(Items from a data source)
+===+

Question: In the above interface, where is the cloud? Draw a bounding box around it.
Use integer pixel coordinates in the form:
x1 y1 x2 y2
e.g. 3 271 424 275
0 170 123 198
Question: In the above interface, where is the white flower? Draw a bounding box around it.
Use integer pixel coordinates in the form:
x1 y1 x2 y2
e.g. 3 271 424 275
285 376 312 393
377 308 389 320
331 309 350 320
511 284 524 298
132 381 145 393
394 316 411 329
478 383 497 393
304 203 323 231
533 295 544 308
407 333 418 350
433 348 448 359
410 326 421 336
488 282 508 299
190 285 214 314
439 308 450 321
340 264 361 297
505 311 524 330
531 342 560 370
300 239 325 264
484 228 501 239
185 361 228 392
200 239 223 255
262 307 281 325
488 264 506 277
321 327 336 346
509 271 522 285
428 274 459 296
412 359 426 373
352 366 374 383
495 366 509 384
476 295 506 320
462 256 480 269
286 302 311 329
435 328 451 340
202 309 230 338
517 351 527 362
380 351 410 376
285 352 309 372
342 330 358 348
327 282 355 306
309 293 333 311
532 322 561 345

+===+

Write the entries out again exactly.

The completed task =>
Question: In the above interface, where is the cloud? Draw a bounding box around it.
Use integer pixel coordinates in the form:
x1 y1 x2 y2
e.g. 3 271 424 275
0 170 123 198
Question: In the above interface, where is the white flower? Draw a bounding box around it.
Use integer pixel coordinates in the form:
x1 y1 x2 y2
e.g. 3 271 424 275
285 376 312 393
377 308 389 320
331 309 350 320
511 284 524 298
132 381 145 393
394 316 411 329
478 383 497 393
304 203 323 231
533 295 544 308
407 333 418 350
433 348 448 359
410 326 421 336
488 282 508 299
190 285 214 314
439 308 450 321
340 264 361 297
505 311 524 330
531 342 560 370
300 239 325 264
484 228 501 239
185 361 228 392
200 239 223 255
262 307 281 325
488 264 506 277
321 327 336 346
509 271 522 285
428 274 459 296
412 359 426 373
352 366 374 383
495 366 509 384
476 295 506 320
462 256 480 269
286 302 311 329
435 328 451 340
202 309 230 338
517 351 527 362
380 351 410 376
285 352 309 372
342 330 358 348
327 282 355 306
309 293 333 311
532 322 561 345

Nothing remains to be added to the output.